Given information
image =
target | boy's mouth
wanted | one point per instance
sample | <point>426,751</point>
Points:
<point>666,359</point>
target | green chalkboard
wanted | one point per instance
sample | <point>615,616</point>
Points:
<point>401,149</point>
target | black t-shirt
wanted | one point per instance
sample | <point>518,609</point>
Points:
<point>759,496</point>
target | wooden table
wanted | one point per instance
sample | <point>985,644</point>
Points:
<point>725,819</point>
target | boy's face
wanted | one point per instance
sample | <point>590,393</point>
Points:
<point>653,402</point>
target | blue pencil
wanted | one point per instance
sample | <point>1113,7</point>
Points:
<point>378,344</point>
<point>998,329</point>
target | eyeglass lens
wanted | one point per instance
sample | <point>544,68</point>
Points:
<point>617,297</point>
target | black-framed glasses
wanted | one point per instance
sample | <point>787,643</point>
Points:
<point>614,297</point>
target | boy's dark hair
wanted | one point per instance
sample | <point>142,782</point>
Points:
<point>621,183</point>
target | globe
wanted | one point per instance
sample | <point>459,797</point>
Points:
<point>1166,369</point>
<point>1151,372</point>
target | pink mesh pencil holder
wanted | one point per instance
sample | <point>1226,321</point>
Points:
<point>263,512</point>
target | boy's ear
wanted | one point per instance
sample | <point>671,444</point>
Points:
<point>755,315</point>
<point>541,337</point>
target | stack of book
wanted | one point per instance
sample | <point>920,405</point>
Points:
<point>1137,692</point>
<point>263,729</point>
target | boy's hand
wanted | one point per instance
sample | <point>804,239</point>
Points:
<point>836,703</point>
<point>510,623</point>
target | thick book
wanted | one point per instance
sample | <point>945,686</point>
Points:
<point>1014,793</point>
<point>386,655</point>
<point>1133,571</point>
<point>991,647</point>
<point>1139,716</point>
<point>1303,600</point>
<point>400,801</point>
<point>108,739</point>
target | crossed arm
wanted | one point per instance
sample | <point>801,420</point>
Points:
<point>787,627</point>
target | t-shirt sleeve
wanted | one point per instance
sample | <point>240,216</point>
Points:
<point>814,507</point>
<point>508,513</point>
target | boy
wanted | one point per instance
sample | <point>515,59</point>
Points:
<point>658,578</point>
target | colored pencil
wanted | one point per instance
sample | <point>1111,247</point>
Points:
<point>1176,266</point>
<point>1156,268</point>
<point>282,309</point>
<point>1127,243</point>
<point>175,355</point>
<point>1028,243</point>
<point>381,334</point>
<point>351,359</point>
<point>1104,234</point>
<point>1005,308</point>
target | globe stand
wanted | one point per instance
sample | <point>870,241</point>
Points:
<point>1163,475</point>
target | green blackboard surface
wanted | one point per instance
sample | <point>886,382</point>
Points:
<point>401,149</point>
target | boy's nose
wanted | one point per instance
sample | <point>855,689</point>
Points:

* * *

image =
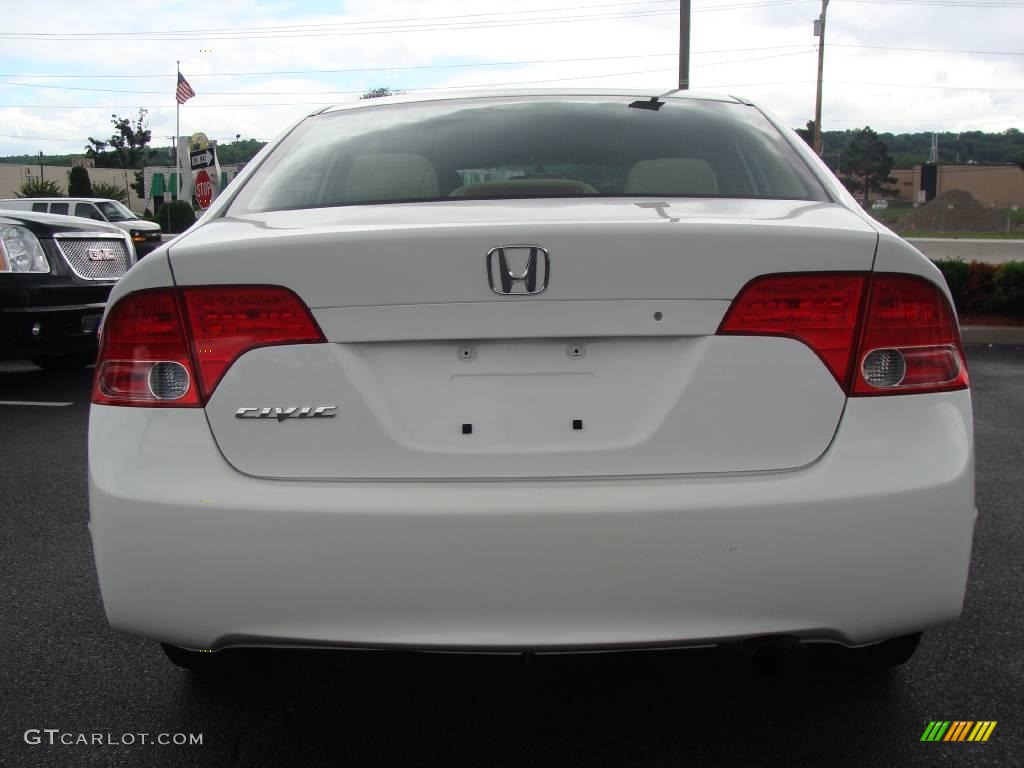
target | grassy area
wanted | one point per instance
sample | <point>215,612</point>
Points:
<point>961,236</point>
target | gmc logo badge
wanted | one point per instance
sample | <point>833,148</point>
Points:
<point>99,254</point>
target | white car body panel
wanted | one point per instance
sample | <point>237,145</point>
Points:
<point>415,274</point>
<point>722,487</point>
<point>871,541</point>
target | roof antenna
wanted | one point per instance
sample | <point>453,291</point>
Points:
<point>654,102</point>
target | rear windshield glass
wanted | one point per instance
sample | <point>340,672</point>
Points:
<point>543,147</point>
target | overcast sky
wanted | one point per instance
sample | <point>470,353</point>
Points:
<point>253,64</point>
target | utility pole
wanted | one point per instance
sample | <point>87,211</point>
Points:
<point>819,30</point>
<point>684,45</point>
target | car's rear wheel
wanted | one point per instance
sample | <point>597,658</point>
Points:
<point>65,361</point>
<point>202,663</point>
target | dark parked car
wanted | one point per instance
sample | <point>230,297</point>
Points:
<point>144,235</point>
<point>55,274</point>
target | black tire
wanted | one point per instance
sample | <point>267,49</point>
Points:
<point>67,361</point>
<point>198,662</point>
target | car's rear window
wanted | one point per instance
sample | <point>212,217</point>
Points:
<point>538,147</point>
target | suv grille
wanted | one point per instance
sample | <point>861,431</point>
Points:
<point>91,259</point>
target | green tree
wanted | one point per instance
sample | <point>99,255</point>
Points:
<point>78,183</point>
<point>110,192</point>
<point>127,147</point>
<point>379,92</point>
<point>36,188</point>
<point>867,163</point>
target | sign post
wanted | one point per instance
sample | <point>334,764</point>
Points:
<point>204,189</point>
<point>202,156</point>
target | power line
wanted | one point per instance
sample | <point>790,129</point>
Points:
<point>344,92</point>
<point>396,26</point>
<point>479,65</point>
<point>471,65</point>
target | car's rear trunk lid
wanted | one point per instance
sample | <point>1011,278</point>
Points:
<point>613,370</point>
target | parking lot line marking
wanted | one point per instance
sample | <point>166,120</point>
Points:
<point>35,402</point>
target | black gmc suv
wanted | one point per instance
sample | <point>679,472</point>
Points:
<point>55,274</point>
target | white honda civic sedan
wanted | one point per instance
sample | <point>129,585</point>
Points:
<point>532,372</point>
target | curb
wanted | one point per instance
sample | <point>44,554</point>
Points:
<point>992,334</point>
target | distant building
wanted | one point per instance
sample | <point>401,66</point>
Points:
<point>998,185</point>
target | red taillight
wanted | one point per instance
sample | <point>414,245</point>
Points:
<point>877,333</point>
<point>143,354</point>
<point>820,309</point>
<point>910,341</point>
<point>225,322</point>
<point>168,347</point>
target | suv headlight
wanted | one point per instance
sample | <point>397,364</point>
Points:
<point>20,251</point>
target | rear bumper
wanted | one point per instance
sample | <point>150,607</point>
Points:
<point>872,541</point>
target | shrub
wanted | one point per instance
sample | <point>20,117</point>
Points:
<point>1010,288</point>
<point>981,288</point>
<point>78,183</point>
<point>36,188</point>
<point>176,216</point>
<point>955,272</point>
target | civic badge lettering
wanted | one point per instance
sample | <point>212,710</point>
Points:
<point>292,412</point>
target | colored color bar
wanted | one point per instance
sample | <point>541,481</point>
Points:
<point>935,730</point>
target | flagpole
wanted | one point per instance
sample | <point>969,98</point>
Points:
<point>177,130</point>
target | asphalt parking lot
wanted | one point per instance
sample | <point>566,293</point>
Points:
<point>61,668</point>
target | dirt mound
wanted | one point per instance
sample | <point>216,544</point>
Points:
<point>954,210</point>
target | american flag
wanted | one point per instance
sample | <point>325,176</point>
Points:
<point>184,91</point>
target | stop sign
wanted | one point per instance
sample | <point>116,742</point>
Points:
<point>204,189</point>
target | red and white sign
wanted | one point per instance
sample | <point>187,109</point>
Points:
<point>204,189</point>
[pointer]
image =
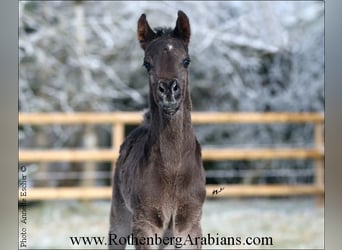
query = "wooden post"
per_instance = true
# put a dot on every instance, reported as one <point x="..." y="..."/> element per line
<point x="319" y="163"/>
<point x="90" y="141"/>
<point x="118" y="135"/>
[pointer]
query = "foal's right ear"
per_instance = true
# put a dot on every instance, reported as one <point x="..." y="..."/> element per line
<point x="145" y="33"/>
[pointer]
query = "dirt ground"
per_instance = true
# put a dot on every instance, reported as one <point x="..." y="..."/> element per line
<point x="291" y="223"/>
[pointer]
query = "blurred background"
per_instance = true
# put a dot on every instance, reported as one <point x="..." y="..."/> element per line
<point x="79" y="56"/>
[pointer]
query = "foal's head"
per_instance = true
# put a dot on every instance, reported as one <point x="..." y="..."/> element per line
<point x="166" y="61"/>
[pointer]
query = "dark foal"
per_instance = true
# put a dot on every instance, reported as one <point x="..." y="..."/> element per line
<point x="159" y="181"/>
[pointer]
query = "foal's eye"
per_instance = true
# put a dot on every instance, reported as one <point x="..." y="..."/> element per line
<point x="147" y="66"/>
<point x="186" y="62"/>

Directions
Going back over the entries above, copy word for word every line from the one that has "sample | <point>340,672</point>" on through the one that has "sample | <point>99,255</point>".

Solution to this problem
sample | <point>340,672</point>
Points:
<point>543,147</point>
target | overcast sky
wanted | one point per instance
sample | <point>470,353</point>
Points:
<point>253,64</point>
target | utility pole
wanted | one point per instance
sample | <point>87,211</point>
Points:
<point>819,30</point>
<point>684,45</point>
target | car's rear wheel
wanted | one point per instance
sample | <point>597,658</point>
Points:
<point>65,361</point>
<point>202,663</point>
target | dark parked car
wanted | one point per instance
sample | <point>230,297</point>
Points:
<point>144,235</point>
<point>55,274</point>
target | black tire
wanted | one point per instance
sample | <point>267,49</point>
Points:
<point>67,361</point>
<point>198,662</point>
target | car's rear window
wanted | one point per instance
sample | <point>212,217</point>
Points:
<point>538,147</point>
target | suv grille
wanted | one point per instance
sample | <point>861,431</point>
Points:
<point>91,259</point>
target | green tree
wanted | one point per instance
sample | <point>99,255</point>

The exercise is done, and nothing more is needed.